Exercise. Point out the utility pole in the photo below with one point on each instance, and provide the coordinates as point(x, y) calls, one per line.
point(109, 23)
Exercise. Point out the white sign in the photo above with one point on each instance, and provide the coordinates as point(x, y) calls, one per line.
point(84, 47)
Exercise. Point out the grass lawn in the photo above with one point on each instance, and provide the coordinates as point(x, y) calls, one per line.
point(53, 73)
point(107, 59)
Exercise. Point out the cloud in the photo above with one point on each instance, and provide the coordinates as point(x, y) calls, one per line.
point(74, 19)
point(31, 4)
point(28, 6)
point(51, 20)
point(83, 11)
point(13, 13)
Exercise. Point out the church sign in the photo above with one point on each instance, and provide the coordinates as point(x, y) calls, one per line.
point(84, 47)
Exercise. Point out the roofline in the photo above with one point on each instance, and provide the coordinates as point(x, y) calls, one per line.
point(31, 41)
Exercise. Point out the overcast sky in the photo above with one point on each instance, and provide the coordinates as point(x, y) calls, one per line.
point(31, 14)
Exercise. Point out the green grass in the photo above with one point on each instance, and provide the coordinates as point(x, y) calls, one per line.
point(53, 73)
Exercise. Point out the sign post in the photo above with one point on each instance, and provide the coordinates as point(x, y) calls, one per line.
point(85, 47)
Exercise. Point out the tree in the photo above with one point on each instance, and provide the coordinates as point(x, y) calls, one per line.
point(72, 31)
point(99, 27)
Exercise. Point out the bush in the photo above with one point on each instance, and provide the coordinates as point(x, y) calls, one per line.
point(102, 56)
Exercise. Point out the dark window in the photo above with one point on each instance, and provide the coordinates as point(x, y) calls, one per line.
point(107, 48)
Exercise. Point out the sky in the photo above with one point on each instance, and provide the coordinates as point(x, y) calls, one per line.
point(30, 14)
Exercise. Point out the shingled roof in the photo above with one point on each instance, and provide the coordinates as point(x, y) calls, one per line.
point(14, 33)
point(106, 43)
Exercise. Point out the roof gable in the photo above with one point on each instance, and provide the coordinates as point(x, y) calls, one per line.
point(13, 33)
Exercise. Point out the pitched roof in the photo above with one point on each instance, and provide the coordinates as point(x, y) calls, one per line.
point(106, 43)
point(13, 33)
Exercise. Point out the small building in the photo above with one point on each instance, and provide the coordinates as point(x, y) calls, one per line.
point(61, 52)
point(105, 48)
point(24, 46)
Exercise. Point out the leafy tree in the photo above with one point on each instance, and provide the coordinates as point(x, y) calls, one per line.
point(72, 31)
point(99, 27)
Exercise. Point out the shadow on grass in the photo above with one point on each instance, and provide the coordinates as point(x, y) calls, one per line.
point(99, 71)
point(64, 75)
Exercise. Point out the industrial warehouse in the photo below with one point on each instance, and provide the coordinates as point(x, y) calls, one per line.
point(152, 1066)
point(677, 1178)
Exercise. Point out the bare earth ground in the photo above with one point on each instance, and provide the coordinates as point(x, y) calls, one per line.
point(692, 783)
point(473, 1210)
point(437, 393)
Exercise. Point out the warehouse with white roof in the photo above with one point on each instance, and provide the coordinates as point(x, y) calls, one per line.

* * *

**WHAT IS EXPECTED:** Reproduce all of the lines above, replacing every occurrence of "provide the coordinates" with "give the coordinates" and leaving all other text unchanged.

**THE SOLUTION:**
Exercise. Point out the utility pole in the photo below with one point on each instance, and give the coordinates as point(x, y) calls, one per line.
point(109, 23)
Exercise. Point out the white sign in the photo above with one point on each instance, and give the coordinates as point(x, y) calls, one per line.
point(84, 47)
Exercise. Point out the grass lawn in the photo above with one point on each instance, and give the coordinates as point(x, y) calls, one per line.
point(53, 73)
point(107, 59)
Exercise. Point out the cloud in the photo above with one point on each instance, and give the coordinates as point(x, y) calls, one per line.
point(74, 19)
point(31, 4)
point(28, 6)
point(51, 20)
point(83, 11)
point(13, 13)
Exercise. Point out the church sign in the photo above with one point on each instance, and give the coordinates as point(x, y) calls, one per line.
point(84, 47)
Exercise. Point out the roofline in the photo above with one point on each instance, and give the coordinates as point(x, y) calls, one per line.
point(31, 41)
Exercise. Point out the overcast sky in the photo above with one point on each instance, and give the coordinates as point(x, y) calls, one per line.
point(31, 14)
Exercise. Point out the green grass in the photo above with one point on each instance, and give the coordinates as point(x, y) calls, one per line.
point(53, 73)
Exercise. Point out the sign post in the photo above with one point on each instance, and give the coordinates as point(x, y) calls, one per line.
point(85, 47)
Exercise. Point out the tree in the photo above with one point on each instance, and give the coordinates as point(x, y) calls, one per line.
point(72, 31)
point(99, 27)
Exercise. Point out the bush in the photo above with one point on each instance, and give the coordinates as point(x, y) calls, one per line.
point(102, 56)
Exercise. Point out the dark window in the photo above with one point on each instance, and give the coordinates as point(x, y) calls, one per line.
point(107, 48)
Exercise. Point out the sky in the photo above with one point on each instance, and give the coordinates as point(x, y) calls, one per line.
point(30, 14)
Exercise. Point out the shingled roof in the photo above with one point on each instance, and give the coordinates as point(x, y) calls, one per line.
point(14, 33)
point(106, 43)
Exercise. Point out the roof gable in the photo above with one point on each instance, and give the coordinates as point(x, y) calls, one per line.
point(13, 33)
Exercise. Point out the pitched roof in the photo above with one point on each instance, and give the coordinates as point(x, y) calls, one per line.
point(106, 43)
point(13, 33)
Exercise. Point out the small building in the photo above with one point on each instance, and give the coordinates as point(x, y) calls, one per line.
point(61, 52)
point(105, 48)
point(24, 46)
Exercise. Point out the leafy tree in the photo above with one point on each instance, and give the coordinates as point(x, y) calls, one per line.
point(72, 31)
point(99, 27)
Exercise. Point out the shadow on grass in the photo above with one point on each instance, and give the coordinates as point(x, y) calls, one per line.
point(99, 71)
point(64, 75)
Exercise. Point out the industrial warehouse in the photo below with one point on each instance, and give the coordinates as point(x, y) calls, one per line.
point(152, 1066)
point(677, 1178)
Exercise. Point out the bare earth ground in the photo above with one point on each instance, and give the coordinates as point(x, y) calls, one per line.
point(692, 783)
point(473, 1210)
point(437, 393)
Exercise. Point out the warehouse with white roof in the photo above with one point on each instance, and give the coordinates as point(x, y) calls, one per line.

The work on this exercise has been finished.